** begin Passage given **

So four Google executives are paying themselves $15m in bonuses, despite the company's bad behaviour...

But we should all calm down. This isn't as bad as it seems.

Arguably, the two business metrics that capture most public attention in the post-2008 media climate are the value of fines levied for bad behaviour, and the bonuses paid to top executives.

The cathartic element in seeing a big company charged for wrongdoing, and the commensurate outrage of sums on a similar scale being offered to individuals as a reward for business conducted during the same period, are always bound to resonate in a climate where people feel they have been impoverished by greed on an epic scale.

So how has the world reacted to fine and bonus figures released by Google, as the web giant reported $15 million in bonuses paid to four executives, and $7m in fines to 38 US states over invasion of privacy through Google Street View?

Understandably, commentators have been quick to jump on the latter. A $7m fine is hilariously small for a company with a market cap of $274bn and latest annual profits of $2.89bn: a typo in the first draft of this article had the fine set at $7, which it might as well have been, for all the difference it makes.

The fine is far more interesting in terms of reputation than financial impact, especially when associated clauses are considered. As well as binning the contested Street View data, Google has been required to run a ten year employee training program on privacy, and launch a public service advertising campaign on securing wireless networks.

If Microsoft had been considering canning its “Scroogled” smear campaign on Google’s privacy attitudes, as some speculated earlier this month, it is likely to have reconsidered in light of the Street View fines.

** end Passage given **

Work to be completed:
According to the article on Google's executive bonuses and Street View fines, how long must Google's employee privacy training program run?

** begin Data supplied **

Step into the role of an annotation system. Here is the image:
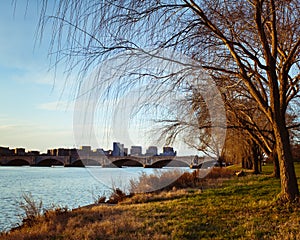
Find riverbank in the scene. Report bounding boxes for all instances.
[1,164,300,240]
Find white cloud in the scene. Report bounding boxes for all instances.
[37,101,74,112]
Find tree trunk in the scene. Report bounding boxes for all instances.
[271,147,280,178]
[252,142,260,174]
[274,122,299,202]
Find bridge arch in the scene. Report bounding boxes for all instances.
[36,158,64,167]
[6,158,30,166]
[71,159,102,167]
[112,158,143,168]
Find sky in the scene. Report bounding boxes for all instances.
[0,0,197,154]
[0,0,75,151]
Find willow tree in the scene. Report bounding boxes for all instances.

** end Data supplied **

Response to this exercise:
Ten years.